EXERCISE DIRECTIONS >> Exactly and only the lines from the one with "segment: **white house**" through the end of the listing are to be transcribed, both ends included.

[START OF DATASET RECORDS]

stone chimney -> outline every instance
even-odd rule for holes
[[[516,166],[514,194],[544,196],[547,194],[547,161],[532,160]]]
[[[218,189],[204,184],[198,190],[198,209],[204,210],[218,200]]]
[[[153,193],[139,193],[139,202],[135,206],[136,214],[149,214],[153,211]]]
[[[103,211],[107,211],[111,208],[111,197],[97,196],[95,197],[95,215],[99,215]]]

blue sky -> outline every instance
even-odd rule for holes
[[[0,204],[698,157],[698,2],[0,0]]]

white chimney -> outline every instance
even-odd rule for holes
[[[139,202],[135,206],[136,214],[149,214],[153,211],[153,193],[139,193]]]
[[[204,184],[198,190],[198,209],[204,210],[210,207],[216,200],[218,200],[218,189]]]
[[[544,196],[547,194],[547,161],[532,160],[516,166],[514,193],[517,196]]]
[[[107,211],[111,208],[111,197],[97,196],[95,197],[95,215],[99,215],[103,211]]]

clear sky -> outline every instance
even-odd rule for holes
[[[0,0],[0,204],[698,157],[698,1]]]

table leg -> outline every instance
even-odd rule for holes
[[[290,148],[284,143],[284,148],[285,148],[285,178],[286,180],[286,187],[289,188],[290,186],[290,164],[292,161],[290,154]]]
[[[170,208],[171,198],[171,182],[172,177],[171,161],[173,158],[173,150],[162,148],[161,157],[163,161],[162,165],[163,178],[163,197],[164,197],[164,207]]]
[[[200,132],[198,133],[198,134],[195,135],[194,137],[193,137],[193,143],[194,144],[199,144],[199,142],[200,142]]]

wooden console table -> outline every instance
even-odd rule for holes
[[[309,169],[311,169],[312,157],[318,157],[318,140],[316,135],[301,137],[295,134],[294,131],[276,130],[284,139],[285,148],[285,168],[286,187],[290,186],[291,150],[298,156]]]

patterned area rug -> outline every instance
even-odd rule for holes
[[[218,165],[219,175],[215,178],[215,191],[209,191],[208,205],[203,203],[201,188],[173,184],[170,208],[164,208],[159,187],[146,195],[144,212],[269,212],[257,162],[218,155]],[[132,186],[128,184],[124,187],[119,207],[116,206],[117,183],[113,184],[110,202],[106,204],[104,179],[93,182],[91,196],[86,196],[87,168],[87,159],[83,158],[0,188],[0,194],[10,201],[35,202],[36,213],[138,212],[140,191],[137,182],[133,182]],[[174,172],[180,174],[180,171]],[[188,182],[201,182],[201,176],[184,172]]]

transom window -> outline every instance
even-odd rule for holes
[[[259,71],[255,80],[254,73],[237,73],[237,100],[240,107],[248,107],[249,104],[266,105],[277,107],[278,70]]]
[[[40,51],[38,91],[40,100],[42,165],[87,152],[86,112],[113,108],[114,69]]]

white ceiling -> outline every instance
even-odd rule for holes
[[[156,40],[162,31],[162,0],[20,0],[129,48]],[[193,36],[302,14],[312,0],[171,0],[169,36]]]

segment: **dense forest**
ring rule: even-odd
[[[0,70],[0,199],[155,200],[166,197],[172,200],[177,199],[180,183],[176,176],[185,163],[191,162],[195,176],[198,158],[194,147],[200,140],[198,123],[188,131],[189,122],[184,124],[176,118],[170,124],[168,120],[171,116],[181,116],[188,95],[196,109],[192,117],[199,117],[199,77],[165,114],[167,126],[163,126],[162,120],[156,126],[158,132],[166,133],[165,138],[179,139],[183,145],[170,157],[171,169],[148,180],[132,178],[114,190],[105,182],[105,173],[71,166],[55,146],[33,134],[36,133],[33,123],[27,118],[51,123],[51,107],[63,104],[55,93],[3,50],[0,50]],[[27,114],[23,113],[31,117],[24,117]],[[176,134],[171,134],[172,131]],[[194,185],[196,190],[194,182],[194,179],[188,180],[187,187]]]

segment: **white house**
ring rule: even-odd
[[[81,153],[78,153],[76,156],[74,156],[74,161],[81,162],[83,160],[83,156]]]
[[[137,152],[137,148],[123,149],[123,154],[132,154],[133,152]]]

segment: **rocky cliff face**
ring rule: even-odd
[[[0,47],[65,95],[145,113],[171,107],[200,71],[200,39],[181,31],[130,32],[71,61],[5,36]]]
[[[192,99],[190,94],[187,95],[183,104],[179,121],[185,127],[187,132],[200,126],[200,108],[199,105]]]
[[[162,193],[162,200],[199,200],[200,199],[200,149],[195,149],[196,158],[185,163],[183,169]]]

[END OF DATASET RECORDS]

TASK ANSWER >>
segment: **white house**
ring rule: even-odd
[[[81,153],[78,153],[76,156],[74,156],[74,161],[81,162],[83,160],[83,156]]]
[[[137,152],[137,148],[123,149],[123,154],[132,154],[133,152]]]

segment: **rocky cliff face**
ring rule: even-odd
[[[0,47],[65,95],[145,113],[171,107],[200,71],[200,39],[181,31],[130,32],[71,61],[5,36]]]
[[[192,99],[190,94],[187,95],[183,104],[179,121],[185,127],[187,132],[200,126],[200,108],[199,105]]]
[[[162,193],[162,200],[199,200],[200,199],[200,149],[195,149],[196,158],[185,163],[183,169]]]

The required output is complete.